It is widely agreed that economies which need to import foreign capital to develop may have neither the capacity nor ability to have independent monetary policies, with either fixed or flexible exchange rates. But I leave the question of exchange-rate choice for developing countries to my colleague, Vijay Joshi.
Bordo, as others have before him, tries to overcome the force of the ‘trilemma’ by arguing that floating with inflation-targeting leads to de facto fixing. (Bordo,2003 ) . Common inflation-targeting will achieve exactly what the Bretton Woods system tried to achieve - fixed, but adjustable exchange rates - but without the need for capital controls. (Bordo, 17) His argument is that if the major countries converge on the same rate of inflation, then the nominal exchange-rates of their currencies would exhibit long-run stability, moving only in response to shocks requiring changes in real exchange rates. This was precisely the aim of the Bretton Woods system.
Bordo’s paper argues that the choice of exchange-rate regime should be governed by degree of financial maturity. Mature countries should float; immature ones should give up (or limit) their quest for monetary independence. But as they develop maturity they too can look forward to floating.
His paper reverses the view taken in the past that fixed rates were a sign of financial maturity, and floating rates the sign of financial immaturity. In the late 19th century joining the gold standard was seen as the capping stone of financial reforms which included establishing an independent central bank (independent from financing budget deficits) and a fiscal constitution based on annually balanced budgets. In modern terms, it signalled the achievement of a sound money regime and a commitment to maintain it. ‘Adhering to gold convertibility can be viewed as a commitment mechanism to the pursuit of sound monetary and fiscal policies’. (Bordo,16) Today’s substitute -‘a domestic fiat nominal anchor’ -represents a ‘major technical improvement’, because it achieves credibility of commitment without the high resource costs of the classical gold standard. (Ibid.,17, 24-5). ‘A consequence of this analysis’, Bordo, writes ‘is that logically, the pre-1914 core countries that had developed strong money and financial markets and institutions before World War 1 ought to have floated -something which they did not’ (Ibid.); and so should the core countries today. (Bordo, 24)
If monetary independence turns out to be exaggerated, the force of the trilemma is weakened. There might then be no reason why a system of fixed but adjustable rates should not be adequately credible even with free capital movements, provided a system of mutual support and escape clauses could be agreed between the three main currency blocs.
One point is worth remembering in what follows. Any monetary regime which is based on fiat money requires a nominal anchor, be it an inflation target or an exchange-rate target. Both equally require money and politicians to be exogenous. But neither money nor politicians are wholly exogenous. Money is pushed and pulled by the structure of the economy; politicians by the problem of maintaining power and consent. So any monetary regime is doomed to imperfection and ,probably, to eventual collapse. The question is which system promises better results. Two arguments may be adduced in favour of fixed-exchange rate over inflation targeting. First,while the maintenanceof both commitments rests with the politicians, the first is a multilateral system, whereas the second is unilateral. That is to say, it engages the forces of international cooperation on its behalf in a way that the system of inflation targetting, being wholly national,does not. As such it can be regarded as an institutional building block of a globalizing economy. The second advantage flows directly from the first. Because there is an agreed contractual element, implicit or explicit, to any fixed exchange rate system ('rules of the game'), the commitment to maintain the system as a whole is likely to be stronger than that for an individual country to maintain any particular inflation rate; and therefore it may be more credible under pressure. This tallies with our experience of these systems in the past.

» Problems
- A) List every passage in the exchange-rate essay that appears inside single quotation marks, in the order it occurs.
- B) Write the next few sentences of the exchange-rate essay, picking up right after its final sentence.

Excerpts of location labeling data:
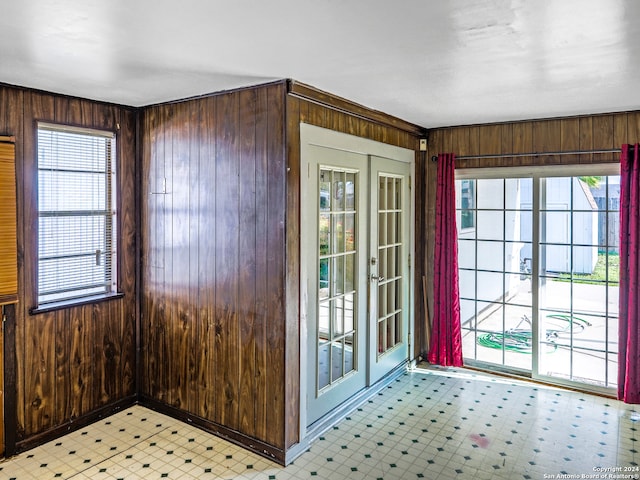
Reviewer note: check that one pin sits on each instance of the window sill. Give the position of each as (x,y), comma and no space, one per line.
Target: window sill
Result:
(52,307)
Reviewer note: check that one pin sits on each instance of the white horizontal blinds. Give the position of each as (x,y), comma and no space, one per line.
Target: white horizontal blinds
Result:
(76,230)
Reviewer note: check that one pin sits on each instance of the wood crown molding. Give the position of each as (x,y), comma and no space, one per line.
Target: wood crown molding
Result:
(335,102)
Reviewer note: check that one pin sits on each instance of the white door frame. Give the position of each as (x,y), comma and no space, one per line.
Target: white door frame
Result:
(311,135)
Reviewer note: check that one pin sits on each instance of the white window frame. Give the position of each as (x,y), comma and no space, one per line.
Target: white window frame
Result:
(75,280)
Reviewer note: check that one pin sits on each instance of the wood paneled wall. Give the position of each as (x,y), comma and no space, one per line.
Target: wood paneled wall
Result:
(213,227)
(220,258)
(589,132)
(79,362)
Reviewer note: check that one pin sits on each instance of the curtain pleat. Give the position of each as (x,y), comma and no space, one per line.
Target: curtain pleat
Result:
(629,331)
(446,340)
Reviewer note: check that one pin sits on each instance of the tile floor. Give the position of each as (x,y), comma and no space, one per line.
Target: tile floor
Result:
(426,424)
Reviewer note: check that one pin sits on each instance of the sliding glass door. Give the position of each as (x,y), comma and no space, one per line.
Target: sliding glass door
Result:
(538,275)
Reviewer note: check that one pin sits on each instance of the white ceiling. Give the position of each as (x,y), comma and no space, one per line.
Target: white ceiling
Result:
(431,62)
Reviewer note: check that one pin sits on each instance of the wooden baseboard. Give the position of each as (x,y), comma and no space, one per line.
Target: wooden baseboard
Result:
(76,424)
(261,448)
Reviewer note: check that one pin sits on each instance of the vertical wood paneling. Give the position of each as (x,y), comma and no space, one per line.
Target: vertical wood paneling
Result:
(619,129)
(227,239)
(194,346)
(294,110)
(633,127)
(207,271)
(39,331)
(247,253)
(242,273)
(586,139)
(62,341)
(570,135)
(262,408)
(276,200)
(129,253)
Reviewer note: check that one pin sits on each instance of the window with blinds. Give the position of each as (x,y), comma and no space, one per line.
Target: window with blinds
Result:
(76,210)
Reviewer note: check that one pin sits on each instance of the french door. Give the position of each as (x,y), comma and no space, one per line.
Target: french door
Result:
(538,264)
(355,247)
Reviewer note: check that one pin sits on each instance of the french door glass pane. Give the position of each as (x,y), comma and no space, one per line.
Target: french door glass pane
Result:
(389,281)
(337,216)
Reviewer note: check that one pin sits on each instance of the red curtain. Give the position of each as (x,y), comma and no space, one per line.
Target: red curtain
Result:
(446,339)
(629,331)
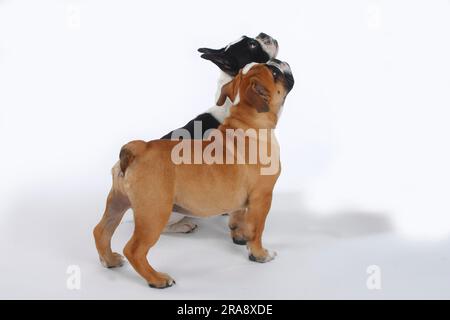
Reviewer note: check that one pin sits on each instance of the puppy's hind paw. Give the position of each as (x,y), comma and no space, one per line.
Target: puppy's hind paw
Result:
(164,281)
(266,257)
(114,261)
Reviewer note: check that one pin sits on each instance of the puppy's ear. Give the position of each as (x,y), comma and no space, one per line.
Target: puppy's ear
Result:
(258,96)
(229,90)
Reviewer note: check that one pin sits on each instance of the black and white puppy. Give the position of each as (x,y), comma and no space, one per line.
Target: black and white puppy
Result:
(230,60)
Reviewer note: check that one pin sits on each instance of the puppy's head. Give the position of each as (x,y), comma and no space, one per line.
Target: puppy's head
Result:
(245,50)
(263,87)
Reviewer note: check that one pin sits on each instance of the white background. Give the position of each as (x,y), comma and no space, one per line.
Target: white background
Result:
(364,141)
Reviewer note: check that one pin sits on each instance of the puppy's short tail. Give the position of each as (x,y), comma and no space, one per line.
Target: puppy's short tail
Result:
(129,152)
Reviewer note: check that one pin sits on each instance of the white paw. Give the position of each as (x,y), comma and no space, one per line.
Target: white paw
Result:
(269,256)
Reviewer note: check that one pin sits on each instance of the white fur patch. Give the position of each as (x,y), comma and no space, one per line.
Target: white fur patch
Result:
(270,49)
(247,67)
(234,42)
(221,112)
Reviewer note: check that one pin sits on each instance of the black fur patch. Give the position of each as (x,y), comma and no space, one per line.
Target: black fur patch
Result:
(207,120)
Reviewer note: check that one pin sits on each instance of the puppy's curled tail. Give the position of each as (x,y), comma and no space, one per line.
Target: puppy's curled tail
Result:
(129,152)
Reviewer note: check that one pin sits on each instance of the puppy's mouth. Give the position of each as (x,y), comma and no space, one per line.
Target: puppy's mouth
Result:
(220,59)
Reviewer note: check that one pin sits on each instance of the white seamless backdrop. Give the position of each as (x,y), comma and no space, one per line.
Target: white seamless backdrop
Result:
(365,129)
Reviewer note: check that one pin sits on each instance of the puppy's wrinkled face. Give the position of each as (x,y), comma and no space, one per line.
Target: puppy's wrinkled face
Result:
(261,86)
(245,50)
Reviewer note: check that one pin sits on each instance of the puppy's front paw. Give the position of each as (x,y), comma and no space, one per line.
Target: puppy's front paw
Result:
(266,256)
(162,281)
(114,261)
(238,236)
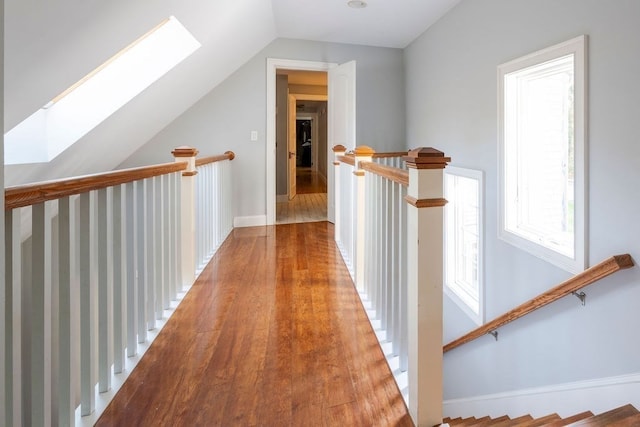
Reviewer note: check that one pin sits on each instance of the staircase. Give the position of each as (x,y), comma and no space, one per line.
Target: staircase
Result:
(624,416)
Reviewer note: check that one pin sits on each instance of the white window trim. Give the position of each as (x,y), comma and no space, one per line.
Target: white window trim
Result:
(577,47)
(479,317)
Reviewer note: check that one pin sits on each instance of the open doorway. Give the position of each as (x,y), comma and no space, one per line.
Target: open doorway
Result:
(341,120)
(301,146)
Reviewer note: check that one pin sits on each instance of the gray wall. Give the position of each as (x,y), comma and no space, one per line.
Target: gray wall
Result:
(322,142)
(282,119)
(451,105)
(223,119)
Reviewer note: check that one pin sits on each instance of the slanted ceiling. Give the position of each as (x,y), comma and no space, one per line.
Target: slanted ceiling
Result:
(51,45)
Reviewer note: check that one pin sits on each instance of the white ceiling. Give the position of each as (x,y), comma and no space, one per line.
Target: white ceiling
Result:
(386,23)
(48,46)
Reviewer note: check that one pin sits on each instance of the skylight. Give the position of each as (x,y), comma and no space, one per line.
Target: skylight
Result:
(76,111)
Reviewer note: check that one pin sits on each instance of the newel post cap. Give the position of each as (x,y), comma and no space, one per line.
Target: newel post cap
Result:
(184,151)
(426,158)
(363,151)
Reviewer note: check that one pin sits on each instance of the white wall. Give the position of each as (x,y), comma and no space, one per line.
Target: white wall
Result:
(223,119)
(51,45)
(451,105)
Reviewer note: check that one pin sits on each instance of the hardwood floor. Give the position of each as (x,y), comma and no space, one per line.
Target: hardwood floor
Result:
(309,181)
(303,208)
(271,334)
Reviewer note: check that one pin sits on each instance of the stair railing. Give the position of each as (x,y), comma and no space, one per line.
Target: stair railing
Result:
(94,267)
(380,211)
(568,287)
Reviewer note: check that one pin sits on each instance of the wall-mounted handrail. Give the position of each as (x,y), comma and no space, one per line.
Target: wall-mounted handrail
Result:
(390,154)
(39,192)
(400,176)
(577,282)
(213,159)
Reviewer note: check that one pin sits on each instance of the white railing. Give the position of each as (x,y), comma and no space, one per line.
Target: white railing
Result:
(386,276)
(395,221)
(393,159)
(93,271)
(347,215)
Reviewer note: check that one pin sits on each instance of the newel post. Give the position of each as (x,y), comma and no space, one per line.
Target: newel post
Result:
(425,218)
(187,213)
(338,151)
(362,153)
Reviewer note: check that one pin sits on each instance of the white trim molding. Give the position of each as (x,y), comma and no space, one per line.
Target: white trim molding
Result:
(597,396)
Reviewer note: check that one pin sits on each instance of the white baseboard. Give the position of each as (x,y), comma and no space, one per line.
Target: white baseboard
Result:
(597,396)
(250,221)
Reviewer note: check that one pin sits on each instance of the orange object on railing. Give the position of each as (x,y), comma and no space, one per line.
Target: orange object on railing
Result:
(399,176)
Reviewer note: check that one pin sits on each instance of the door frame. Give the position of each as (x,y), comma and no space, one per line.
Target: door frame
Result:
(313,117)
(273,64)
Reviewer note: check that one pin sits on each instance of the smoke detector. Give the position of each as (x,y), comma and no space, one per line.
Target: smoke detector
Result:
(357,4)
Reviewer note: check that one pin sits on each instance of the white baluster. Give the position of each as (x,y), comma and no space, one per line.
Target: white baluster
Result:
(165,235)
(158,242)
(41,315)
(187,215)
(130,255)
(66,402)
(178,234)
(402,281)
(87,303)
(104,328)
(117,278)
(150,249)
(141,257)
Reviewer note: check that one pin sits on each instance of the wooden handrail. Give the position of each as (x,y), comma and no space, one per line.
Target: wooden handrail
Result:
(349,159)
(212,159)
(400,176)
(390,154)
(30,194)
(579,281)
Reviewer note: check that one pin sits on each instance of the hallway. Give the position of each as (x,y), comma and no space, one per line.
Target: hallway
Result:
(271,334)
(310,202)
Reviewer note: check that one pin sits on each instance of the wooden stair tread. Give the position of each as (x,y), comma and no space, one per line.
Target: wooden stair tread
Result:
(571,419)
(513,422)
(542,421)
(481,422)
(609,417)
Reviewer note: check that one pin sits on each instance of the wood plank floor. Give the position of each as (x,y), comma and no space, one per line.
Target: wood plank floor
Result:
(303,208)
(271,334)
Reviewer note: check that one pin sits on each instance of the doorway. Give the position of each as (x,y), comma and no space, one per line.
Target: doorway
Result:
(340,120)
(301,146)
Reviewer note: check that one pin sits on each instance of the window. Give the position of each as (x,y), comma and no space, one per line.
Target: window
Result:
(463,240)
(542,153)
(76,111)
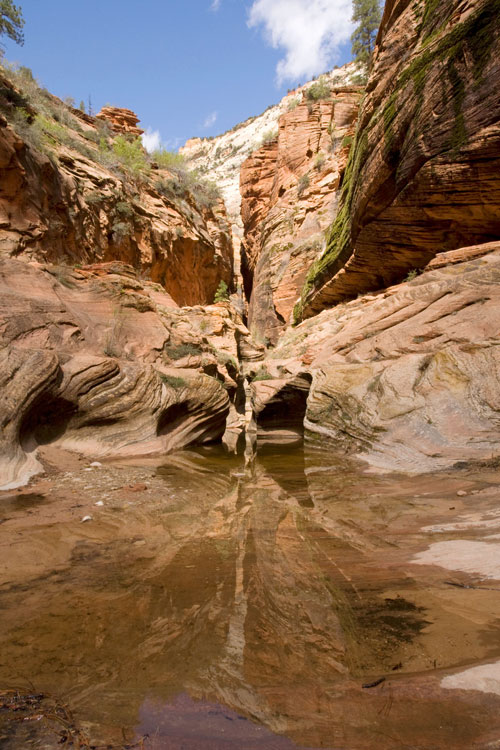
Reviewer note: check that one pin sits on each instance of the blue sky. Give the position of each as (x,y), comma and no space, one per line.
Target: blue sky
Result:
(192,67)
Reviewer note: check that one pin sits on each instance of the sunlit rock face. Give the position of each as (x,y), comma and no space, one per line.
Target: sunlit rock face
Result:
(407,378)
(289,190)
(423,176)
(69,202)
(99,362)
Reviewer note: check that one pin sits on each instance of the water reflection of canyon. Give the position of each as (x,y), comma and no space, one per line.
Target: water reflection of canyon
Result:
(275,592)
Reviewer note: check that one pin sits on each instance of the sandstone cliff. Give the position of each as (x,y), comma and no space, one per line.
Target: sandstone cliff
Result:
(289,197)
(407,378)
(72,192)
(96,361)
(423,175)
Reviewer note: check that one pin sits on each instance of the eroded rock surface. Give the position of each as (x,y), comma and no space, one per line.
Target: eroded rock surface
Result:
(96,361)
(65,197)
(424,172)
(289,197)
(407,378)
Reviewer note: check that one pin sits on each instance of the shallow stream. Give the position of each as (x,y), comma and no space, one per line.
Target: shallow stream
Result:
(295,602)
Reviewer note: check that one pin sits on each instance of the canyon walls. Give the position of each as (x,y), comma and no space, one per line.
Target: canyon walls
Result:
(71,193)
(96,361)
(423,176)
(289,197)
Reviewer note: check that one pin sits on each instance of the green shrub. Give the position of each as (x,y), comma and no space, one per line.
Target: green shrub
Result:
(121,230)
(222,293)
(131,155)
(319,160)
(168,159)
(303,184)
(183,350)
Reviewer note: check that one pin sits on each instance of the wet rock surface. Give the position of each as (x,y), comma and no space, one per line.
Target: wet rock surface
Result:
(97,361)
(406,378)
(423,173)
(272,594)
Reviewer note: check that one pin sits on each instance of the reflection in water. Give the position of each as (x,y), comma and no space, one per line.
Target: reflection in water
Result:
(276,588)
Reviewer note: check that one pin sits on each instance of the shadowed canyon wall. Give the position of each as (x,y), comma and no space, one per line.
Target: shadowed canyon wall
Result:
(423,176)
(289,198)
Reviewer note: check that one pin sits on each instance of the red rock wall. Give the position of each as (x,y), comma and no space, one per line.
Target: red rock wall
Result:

» Responses per task
- A)
1. trilemma
2. Adhering to gold convertibility can be viewed as a commitment mechanism to the pursuit of sound monetary and fiscal policies
3. a domestic fiat nominal anchor
4. major technical improvement
5. A consequence of this analysis
6. is that logically, the pre-1914 core countries that had developed strong money and financial markets and institutions before World War 1 ought to have floated -something which they did not
7. rules of the game

- B)
Two sections follow.The first tries to shed some light on the reasons for the collapse of the two major fixed exchange rate systems of modern times: the gold standard and the Bretton Woods gold-exchange (or dollar) standard which succeeded it. The second raises questions about the extent of the benefits in terms of domestic policy independence which floating is supposed to bring.
ii. Exchange Rate Systems and the Trilemma
The theory of the trilemma may be seen as an attempt to summarize our historical understanding of why it proved so difficult to maintain a fixed exchange rate system in the 20th century. Two main conclusions have emerged: the gold standard was wrecked by the rise of democracy and the demand for political control over the business cycle; the Bretton Woods system was destroyed by the breakdown of barriers to the free movement of capital. Both can be questioned. But first a brief history.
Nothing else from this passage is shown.